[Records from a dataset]
* * *
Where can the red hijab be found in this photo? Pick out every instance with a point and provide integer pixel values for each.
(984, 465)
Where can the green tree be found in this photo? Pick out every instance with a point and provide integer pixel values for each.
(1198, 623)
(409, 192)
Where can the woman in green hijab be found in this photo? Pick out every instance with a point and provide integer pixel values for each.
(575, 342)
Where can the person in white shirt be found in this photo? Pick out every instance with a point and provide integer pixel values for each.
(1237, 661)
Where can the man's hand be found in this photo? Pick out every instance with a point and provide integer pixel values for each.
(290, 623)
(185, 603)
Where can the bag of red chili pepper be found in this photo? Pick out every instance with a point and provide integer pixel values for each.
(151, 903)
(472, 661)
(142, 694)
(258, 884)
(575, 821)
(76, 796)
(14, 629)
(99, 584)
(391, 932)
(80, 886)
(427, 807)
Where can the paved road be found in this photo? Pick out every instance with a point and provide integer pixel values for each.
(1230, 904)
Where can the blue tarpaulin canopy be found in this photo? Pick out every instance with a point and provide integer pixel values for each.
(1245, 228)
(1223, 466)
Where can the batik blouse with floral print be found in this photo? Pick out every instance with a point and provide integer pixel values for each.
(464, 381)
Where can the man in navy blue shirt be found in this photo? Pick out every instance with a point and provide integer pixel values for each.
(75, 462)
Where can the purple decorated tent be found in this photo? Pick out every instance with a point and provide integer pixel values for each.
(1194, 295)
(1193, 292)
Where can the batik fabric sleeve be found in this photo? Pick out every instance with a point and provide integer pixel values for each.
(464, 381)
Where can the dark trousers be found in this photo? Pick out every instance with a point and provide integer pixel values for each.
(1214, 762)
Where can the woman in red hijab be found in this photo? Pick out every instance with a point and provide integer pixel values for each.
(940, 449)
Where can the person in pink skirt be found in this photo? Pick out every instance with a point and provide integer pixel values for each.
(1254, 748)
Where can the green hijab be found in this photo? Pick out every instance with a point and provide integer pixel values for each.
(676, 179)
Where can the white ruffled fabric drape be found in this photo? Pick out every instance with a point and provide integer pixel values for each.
* * *
- **Work to do**
Can you recast every record above as a numbered list, leaving out any blank lines?

- **Final answer**
1. Where can the red hijab be found in this photo? Pick out every instance with a point and provide integer pixel values for each.
2. (984, 465)
3. Where can the green tree be found in this photo? Pick out every instance with a point and provide integer pixel values for each.
4. (1198, 623)
5. (409, 192)
6. Where can the woman in green hijab be found in this photo? Pick out every instance with a point and provide integer pixel values for each.
7. (575, 342)
8. Where can the person in white shirt be found in this photo? Pick out every instance with a point and provide integer pixel values for each.
9. (1237, 661)
10. Where can the man's hand be found in this photo? Pick out every instance with a point and provide integer pixel values for each.
11. (290, 623)
12. (185, 603)
13. Where can the bag of red chili pepper be found in this photo? Pick out every instance with a point and provide integer pixel values for each.
14. (151, 903)
15. (472, 661)
16. (142, 694)
17. (258, 884)
18. (575, 821)
19. (76, 796)
20. (14, 629)
21. (99, 584)
22. (391, 932)
23. (80, 886)
24. (427, 807)
25. Where can the paved road be found in this photo? Pick out every instance with a point and provide integer pixel values for each.
26. (1230, 904)
27. Where can the blue tarpaulin canopy be found in this photo? Pick out every instance with a point and provide integer pixel values for each.
28. (1245, 228)
29. (1223, 466)
30. Where can the batik blouse with floral print be found in this photo? Pick out every instance with a point and provide integer pixel values for each.
31. (464, 381)
32. Where can the man in navy blue shirt be found in this photo? Pick out every instance with a point and provide integer pixel values for each.
33. (75, 462)
34. Where can the purple decorated tent be found in this photo? Pick out every instance with a point and provide integer pixel values for each.
35. (1194, 295)
36. (1193, 292)
37. Where can the batik fabric sleeve be found in this photo? Pick out every instance with a point and provide integer pixel values for each.
38. (464, 381)
39. Where can the dark trousers be found in this photo? Pick out every instance with a point and provide integer pixel values for each.
40. (1214, 762)
41. Where can the woman in red hijab be found in this photo? Pick out every instance with a point and provide integer pixel values for each.
42. (940, 449)
43. Where can the person in pink skirt be found in this photo? Pick out every instance with a point and provide integer pixel values for each.
44. (1254, 748)
45. Where can the green hijab be found in this photo? Pick out every instance with a point and provide integer pixel values for each.
46. (676, 179)
47. Where can the white ruffled fabric drape be found in this photo? Pick out every instance with a point and provide integer pixel values for each.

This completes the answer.